■ What to work on:
Can you write out every line of these records again, requests included, but shift each bounding-box coordinate in the answers up by 66? Leave the pictures out.

■ Supplied records:
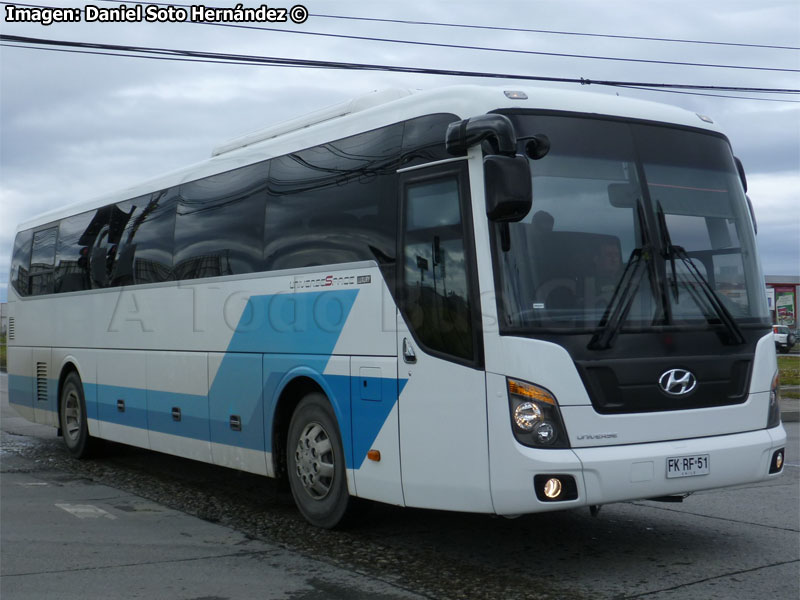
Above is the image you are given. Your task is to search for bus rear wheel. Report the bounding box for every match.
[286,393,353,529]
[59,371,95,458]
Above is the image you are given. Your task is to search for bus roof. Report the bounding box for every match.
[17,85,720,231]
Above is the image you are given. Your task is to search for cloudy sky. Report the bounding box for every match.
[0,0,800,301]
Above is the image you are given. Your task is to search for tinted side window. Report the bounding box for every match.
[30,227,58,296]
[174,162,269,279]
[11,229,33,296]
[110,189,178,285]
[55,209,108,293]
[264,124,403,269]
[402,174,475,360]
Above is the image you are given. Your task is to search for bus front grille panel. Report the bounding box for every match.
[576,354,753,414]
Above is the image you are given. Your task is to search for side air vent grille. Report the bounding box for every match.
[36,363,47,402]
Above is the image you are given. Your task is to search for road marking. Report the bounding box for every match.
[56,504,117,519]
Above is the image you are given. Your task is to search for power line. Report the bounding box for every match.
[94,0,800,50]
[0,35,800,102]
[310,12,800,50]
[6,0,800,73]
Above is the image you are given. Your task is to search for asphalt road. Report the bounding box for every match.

■ The output:
Above is the image you are given. Your task is to search for bus rear wheel. Report the bounding box for every match.
[352,459,419,595]
[125,437,161,524]
Above is the image you are given. Your task is to search for bus roof. Report the bounding box for every match.
[83,151,786,297]
Above is the image you are given. Your task is to search for cloudy sky. Report the bounding box for every match.
[66,66,866,367]
Above is the image you are given. Your task is to search for tinted side window. Report the bounding box for every match.
[96,293,124,362]
[240,228,335,345]
[77,295,99,362]
[176,255,244,351]
[121,275,174,359]
[330,190,469,335]
[468,240,541,426]
Above is the image you are given. Your task is to search for bus front grille panel. Report the bounding box for every match.
[642,420,819,480]
Above is the image you are given. Your task is to search for side air vent grille. Report the bounding box for every match.
[102,429,113,468]
Above is the image you are given. Your task is to search for road marking. Report the bounding box for every match.
[122,570,183,585]
Above is the image you are given. Your task is to search for power line. Report the bounding box for every match.
[160,66,866,116]
[66,101,866,168]
[376,78,866,116]
[72,66,866,139]
Above is the image you are given. Your task is to search for asphalt road. Report the bounding box for every match.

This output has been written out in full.